▸ **A set of entries**:
▼

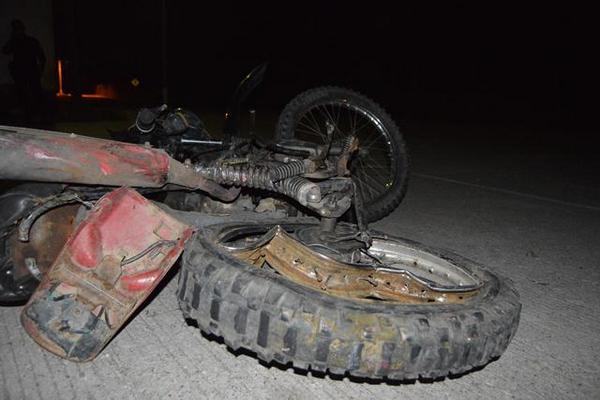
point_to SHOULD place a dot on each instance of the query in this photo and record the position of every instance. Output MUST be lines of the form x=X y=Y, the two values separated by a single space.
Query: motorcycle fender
x=111 y=263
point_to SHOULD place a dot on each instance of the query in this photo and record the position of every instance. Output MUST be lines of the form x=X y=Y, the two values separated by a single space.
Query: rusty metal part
x=111 y=263
x=46 y=204
x=47 y=237
x=307 y=267
x=38 y=155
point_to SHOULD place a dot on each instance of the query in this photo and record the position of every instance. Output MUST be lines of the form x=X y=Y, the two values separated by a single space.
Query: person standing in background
x=26 y=68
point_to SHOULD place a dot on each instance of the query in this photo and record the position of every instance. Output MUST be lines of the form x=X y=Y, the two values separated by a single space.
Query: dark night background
x=502 y=64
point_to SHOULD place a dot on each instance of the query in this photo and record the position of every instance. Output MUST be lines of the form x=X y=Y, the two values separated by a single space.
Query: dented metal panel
x=109 y=265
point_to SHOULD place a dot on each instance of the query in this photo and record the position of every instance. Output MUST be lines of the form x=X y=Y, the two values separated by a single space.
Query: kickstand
x=363 y=228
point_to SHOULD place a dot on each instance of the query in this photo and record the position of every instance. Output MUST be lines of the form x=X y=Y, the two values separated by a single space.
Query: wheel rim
x=374 y=166
x=389 y=271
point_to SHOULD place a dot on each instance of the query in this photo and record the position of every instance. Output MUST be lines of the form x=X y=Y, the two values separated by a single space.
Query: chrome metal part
x=388 y=271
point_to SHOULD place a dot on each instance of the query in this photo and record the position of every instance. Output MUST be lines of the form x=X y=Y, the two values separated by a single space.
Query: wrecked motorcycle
x=269 y=264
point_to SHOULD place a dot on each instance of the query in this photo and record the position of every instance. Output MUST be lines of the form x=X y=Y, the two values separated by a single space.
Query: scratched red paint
x=122 y=225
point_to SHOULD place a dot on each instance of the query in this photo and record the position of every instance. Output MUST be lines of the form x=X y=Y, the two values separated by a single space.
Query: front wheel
x=331 y=114
x=399 y=310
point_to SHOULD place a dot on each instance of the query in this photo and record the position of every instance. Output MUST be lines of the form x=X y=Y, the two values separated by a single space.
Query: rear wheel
x=400 y=310
x=379 y=167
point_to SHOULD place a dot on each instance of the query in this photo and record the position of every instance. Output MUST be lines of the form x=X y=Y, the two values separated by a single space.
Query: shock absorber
x=288 y=170
x=278 y=180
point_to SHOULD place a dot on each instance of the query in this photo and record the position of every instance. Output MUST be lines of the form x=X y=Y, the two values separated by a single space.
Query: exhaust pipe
x=39 y=155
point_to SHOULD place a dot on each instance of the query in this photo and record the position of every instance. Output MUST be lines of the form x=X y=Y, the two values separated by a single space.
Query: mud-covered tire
x=388 y=200
x=16 y=203
x=289 y=324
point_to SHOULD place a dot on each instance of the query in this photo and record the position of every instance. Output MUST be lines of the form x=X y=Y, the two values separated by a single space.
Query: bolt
x=314 y=195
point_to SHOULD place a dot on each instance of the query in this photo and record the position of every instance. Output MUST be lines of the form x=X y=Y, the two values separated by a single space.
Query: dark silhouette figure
x=26 y=69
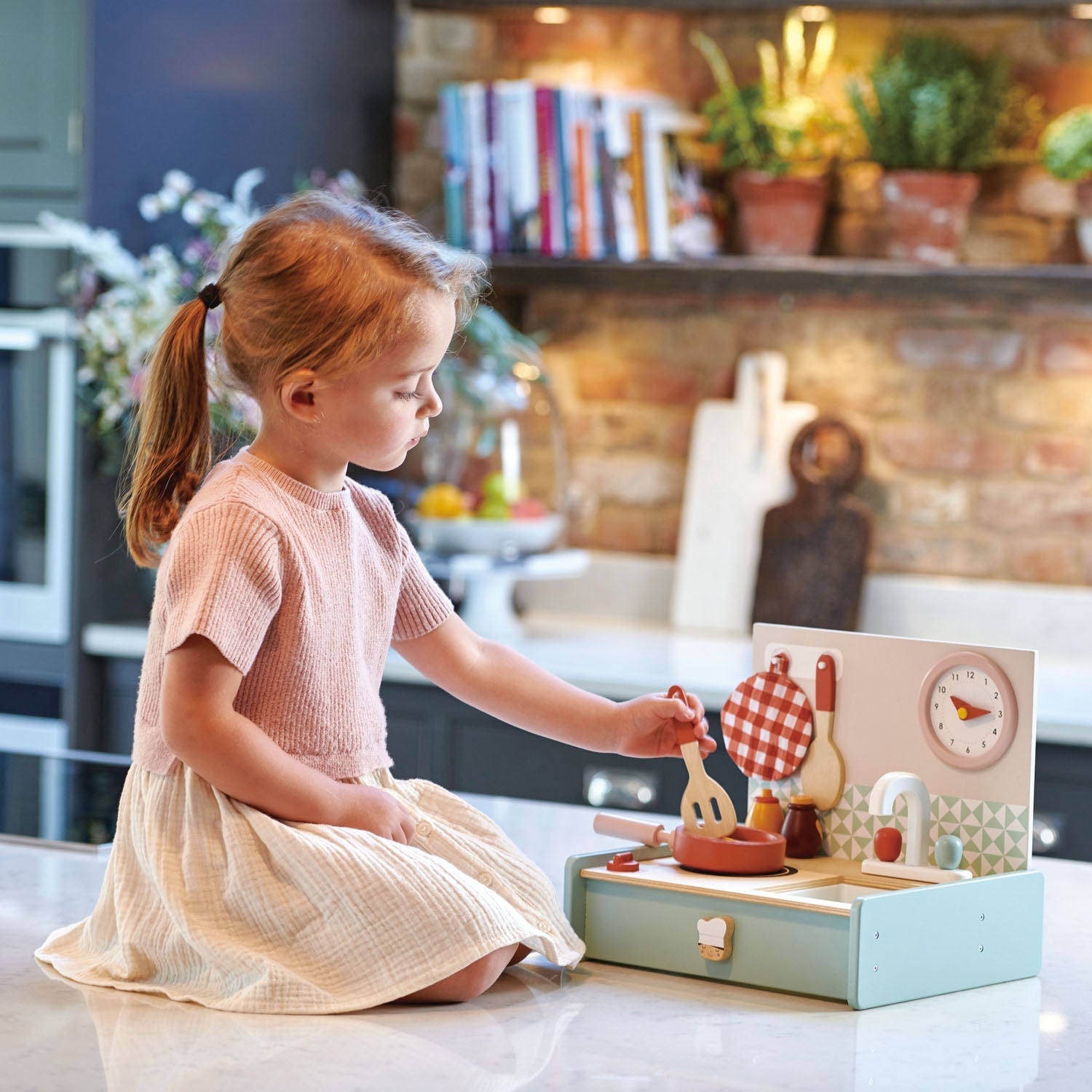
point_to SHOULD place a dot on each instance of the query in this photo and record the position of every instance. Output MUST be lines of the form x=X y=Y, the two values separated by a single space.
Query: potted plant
x=1066 y=151
x=934 y=115
x=777 y=139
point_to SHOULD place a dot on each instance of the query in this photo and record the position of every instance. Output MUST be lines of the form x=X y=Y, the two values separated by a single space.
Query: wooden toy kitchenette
x=917 y=758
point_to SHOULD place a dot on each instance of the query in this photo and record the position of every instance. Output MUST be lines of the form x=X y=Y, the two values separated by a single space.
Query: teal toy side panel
x=773 y=947
x=941 y=939
x=576 y=886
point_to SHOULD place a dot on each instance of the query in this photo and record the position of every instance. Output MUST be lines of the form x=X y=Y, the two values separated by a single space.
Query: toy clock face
x=968 y=711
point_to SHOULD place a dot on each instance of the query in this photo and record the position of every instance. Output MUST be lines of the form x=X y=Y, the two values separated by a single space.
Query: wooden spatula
x=823 y=772
x=701 y=791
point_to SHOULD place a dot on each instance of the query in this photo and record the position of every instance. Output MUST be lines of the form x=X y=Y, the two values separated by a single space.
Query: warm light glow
x=522 y=371
x=552 y=15
x=1052 y=1022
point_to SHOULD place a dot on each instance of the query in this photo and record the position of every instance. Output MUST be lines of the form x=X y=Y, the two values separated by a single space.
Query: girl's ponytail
x=170 y=450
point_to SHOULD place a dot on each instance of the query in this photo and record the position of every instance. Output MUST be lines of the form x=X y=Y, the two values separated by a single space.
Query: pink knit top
x=303 y=592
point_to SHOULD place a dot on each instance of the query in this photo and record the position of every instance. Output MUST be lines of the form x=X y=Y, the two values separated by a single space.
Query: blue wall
x=218 y=87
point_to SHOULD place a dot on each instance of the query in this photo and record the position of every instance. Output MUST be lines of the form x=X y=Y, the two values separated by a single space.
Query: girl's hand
x=366 y=807
x=646 y=725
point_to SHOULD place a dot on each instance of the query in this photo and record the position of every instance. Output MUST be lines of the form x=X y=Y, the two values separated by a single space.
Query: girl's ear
x=297 y=397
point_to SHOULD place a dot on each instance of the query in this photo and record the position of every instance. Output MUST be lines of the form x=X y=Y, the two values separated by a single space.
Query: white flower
x=349 y=183
x=242 y=191
x=194 y=211
x=149 y=205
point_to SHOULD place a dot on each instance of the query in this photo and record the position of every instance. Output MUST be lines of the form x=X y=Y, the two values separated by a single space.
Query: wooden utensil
x=823 y=772
x=701 y=792
x=815 y=547
x=748 y=852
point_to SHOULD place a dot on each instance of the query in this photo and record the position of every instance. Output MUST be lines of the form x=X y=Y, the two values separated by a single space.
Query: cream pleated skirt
x=209 y=900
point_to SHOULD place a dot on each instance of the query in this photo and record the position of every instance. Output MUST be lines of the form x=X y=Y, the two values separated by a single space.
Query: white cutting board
x=737 y=470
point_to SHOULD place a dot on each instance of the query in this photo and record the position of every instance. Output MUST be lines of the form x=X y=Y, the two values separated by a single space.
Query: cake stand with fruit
x=485 y=544
x=495 y=469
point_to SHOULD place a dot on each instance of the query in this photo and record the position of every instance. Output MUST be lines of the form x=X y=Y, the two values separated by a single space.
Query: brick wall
x=978 y=421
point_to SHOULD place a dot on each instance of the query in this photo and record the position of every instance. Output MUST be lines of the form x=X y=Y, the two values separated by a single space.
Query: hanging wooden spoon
x=701 y=791
x=823 y=771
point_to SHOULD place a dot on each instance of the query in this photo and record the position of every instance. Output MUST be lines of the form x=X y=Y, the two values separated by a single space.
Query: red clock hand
x=965 y=711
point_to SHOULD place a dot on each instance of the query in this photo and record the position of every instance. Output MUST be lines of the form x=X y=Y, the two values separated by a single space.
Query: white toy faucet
x=882 y=803
x=917 y=865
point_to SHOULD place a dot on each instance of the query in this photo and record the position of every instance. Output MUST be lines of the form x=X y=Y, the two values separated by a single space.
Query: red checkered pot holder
x=768 y=723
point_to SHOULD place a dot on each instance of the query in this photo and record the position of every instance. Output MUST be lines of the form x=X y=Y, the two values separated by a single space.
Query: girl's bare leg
x=472 y=981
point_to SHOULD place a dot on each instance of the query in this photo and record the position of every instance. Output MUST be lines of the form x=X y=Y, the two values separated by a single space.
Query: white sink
x=834 y=893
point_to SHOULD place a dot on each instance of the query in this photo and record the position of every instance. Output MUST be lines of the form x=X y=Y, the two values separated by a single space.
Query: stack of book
x=566 y=172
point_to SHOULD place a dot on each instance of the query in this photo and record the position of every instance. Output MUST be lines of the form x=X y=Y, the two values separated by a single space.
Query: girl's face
x=375 y=415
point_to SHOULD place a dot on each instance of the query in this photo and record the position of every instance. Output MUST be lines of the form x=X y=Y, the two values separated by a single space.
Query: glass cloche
x=494 y=464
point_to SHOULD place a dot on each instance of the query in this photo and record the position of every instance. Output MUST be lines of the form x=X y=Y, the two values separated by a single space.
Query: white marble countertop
x=598 y=1028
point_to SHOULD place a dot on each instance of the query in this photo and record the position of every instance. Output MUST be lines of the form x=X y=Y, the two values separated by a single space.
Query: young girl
x=266 y=860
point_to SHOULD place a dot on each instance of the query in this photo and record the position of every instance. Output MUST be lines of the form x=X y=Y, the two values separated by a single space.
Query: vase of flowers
x=124 y=301
x=778 y=140
x=935 y=115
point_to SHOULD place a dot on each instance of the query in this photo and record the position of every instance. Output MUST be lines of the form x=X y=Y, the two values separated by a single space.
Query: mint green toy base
x=893 y=946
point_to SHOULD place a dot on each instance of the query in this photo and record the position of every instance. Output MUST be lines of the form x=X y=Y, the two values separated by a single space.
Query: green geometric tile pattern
x=995 y=836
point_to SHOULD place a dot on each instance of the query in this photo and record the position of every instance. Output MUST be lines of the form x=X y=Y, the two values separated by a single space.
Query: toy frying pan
x=748 y=852
x=767 y=723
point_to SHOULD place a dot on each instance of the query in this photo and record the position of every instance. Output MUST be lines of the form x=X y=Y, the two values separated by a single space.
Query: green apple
x=493 y=508
x=496 y=487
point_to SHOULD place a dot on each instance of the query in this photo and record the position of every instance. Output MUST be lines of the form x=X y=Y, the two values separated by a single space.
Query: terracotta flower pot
x=927 y=213
x=779 y=216
x=1085 y=218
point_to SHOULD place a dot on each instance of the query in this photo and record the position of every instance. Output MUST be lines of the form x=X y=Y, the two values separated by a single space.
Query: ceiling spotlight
x=556 y=15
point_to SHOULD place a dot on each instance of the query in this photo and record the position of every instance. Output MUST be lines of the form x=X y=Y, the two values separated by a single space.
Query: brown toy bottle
x=802 y=829
x=767 y=812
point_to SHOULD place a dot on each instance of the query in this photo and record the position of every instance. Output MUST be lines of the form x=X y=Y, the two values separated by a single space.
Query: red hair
x=319 y=282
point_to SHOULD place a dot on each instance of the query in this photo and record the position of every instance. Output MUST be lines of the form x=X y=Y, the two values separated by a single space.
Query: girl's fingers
x=681 y=710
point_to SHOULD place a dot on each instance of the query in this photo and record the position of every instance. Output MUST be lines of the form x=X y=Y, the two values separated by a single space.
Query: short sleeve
x=422 y=604
x=222 y=580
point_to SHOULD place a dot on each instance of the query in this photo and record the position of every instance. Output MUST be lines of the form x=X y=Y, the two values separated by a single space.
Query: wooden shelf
x=841 y=277
x=917 y=7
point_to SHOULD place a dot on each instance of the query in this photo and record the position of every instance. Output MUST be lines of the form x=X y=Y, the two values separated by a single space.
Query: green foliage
x=1067 y=146
x=778 y=124
x=933 y=105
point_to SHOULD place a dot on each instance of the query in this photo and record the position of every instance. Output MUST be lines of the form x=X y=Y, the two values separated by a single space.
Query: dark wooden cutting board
x=815 y=547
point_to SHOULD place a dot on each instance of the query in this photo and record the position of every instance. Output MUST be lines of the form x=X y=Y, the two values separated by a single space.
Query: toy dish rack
x=844 y=925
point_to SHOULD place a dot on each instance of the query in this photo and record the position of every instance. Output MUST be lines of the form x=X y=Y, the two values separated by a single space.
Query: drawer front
x=803 y=951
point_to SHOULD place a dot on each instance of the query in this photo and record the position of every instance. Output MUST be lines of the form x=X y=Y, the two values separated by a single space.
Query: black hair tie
x=210 y=296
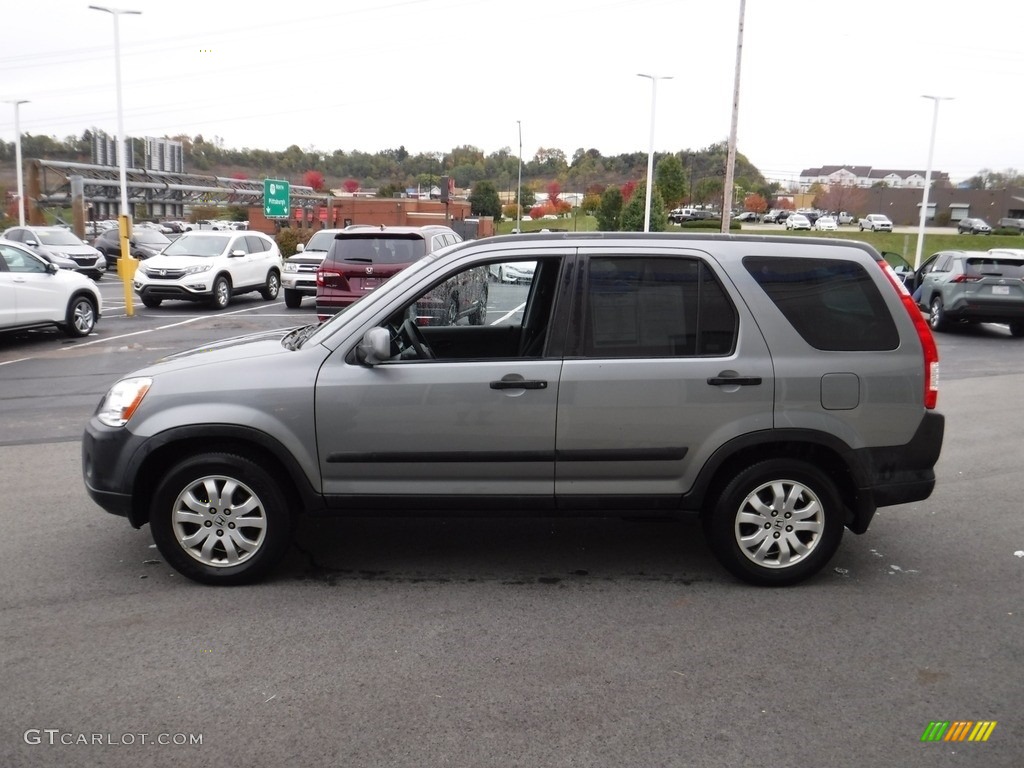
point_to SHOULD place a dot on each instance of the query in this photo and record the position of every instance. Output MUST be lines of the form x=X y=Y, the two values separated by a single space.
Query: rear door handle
x=518 y=384
x=734 y=381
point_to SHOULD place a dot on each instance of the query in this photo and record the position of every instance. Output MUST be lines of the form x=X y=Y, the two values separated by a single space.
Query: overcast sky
x=822 y=83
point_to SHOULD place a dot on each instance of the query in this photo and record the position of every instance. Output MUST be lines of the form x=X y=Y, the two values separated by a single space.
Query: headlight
x=122 y=401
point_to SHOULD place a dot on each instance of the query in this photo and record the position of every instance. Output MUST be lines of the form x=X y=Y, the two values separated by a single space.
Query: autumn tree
x=609 y=213
x=313 y=179
x=636 y=210
x=671 y=180
x=483 y=200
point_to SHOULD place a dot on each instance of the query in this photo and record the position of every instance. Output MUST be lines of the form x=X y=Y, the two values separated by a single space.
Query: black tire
x=221 y=295
x=80 y=320
x=272 y=287
x=937 y=314
x=230 y=553
x=752 y=531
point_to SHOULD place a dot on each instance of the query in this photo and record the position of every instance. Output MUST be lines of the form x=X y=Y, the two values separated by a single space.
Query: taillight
x=331 y=279
x=924 y=333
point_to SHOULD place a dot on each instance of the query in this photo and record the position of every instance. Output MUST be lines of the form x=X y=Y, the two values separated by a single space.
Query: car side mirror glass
x=375 y=347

▲

▸ **Given problem**: Collect every line in the entries above that contains the word "panel" and list those lines.

▸ **The completed task**:
Query: dented metal panel
Query: teal toy side panel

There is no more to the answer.